Begin Dataset entries

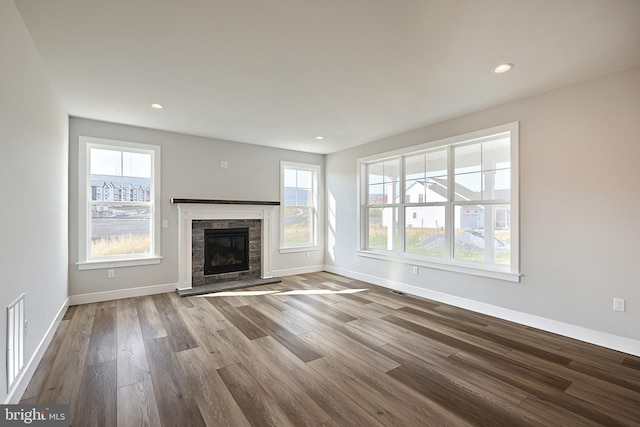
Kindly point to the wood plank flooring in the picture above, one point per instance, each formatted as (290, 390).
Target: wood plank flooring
(323, 350)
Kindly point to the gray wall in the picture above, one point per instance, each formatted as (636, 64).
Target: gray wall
(33, 187)
(580, 204)
(190, 169)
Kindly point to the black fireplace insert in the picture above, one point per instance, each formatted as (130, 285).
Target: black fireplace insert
(226, 250)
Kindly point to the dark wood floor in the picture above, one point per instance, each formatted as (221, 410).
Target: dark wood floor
(338, 353)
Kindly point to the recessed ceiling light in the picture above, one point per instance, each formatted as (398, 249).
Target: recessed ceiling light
(503, 68)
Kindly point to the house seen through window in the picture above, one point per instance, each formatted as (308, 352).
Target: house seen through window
(299, 210)
(448, 203)
(121, 185)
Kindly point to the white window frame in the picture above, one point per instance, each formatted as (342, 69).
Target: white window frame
(85, 261)
(317, 203)
(504, 272)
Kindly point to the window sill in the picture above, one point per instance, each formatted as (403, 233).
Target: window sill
(96, 265)
(458, 268)
(290, 250)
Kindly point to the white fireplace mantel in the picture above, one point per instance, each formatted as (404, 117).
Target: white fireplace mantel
(188, 212)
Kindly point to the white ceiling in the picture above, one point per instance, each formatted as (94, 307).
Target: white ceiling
(281, 72)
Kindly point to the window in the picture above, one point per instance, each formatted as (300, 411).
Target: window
(119, 203)
(299, 206)
(449, 204)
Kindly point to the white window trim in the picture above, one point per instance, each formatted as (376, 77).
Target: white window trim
(317, 169)
(508, 273)
(84, 261)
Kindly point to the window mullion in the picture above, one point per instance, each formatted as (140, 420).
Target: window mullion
(449, 229)
(401, 207)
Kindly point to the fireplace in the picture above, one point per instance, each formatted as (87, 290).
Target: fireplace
(195, 216)
(226, 250)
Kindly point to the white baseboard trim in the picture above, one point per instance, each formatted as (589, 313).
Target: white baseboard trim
(603, 339)
(121, 293)
(298, 270)
(22, 382)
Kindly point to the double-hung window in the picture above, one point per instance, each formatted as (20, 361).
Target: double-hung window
(119, 203)
(300, 197)
(449, 204)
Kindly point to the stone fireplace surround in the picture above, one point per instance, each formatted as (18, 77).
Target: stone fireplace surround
(190, 210)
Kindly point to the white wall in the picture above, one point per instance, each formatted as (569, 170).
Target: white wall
(190, 169)
(33, 188)
(580, 206)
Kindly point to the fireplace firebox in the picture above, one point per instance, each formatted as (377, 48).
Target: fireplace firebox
(226, 250)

End Dataset entries

◆ Work required ◆
Copy all of the records above line for line, without changing anything, but leave out the picture lines.

◆ Task result ◆
Kindly point to the wood plank flooring in the picture above, one point per instance, each formatted as (290, 390).
Target: wood plank flooring
(323, 350)
Kindly point to the gray wall in the picture above, one point per instance, each formatted as (636, 64).
Target: gray wall
(33, 187)
(580, 204)
(190, 169)
Kindly point to the black fireplace insert in the picture above, one point per instance, each formatted as (130, 285).
Target: black fireplace insert
(226, 250)
Kindly point to the dark wood floor in the picture above, one point per instance, each formatted as (221, 410).
Target: dark wood floor
(338, 353)
Kindly point to the recessed ceiling light in the picture above, one point per instance, each formatted as (398, 249).
Target: recessed ceiling light
(503, 68)
Kindly point to the house seen through window in the picture above, one point per instance, each formatted as (308, 352).
Target: house seen through window
(299, 210)
(448, 203)
(121, 185)
Kindly point to the white window frame in the picture above, one point per instance, each formatted as (342, 69).
Target: white window frame
(85, 261)
(317, 203)
(504, 272)
Kindly point to the window sill in the picture above, one point per instance, each formatted as (403, 233).
Target: window sill
(96, 265)
(458, 268)
(290, 250)
Kindly point to the white fireplace mantel in the picture above, one point per instance, each formatted as (404, 117).
Target: white fireplace mantel
(188, 212)
Kindly point to the white ceiling in the picture above, one point per instance, each formatted as (94, 307).
Target: white ceiling
(281, 72)
Kindly point to the window in the picture above, one point per instance, each formatted as (300, 411).
Target: window
(119, 203)
(299, 206)
(449, 204)
Kindly point to the white window trim in the picture above, one point per instance, each formatted as (376, 77).
Target: white window trim
(317, 169)
(508, 273)
(84, 261)
Kindly point to the window mullion in the picture above, one point per instance, each formatted as (140, 420).
Target: window mullion
(449, 229)
(401, 207)
Kindly point to the fireplace in the picture above, one point per instance, each formatted as (87, 290).
Target: fireplace
(195, 216)
(226, 250)
Kindly point to the white baseboard trim in the picture above, one point per instance, each formatted as (589, 313).
Target: white baseboard trim
(603, 339)
(121, 293)
(298, 270)
(22, 382)
Kindly point to the double-hung window in the picture above, one point per instance, each formatted as (20, 361).
Target: double-hung window
(119, 203)
(300, 197)
(449, 204)
Kindly point to the stone fireplace surround in the picture above, one point per instance, each formatted as (18, 77).
Target: stone fireplace surround
(190, 210)
Kindly point to the white wall in the picture above, one point per instance, each formatted as (569, 170).
Target: white wall
(190, 169)
(33, 188)
(580, 206)
Kindly point to the fireplace firebox in the picture above, one point per instance, each formatted as (377, 48).
Target: fireplace firebox
(226, 250)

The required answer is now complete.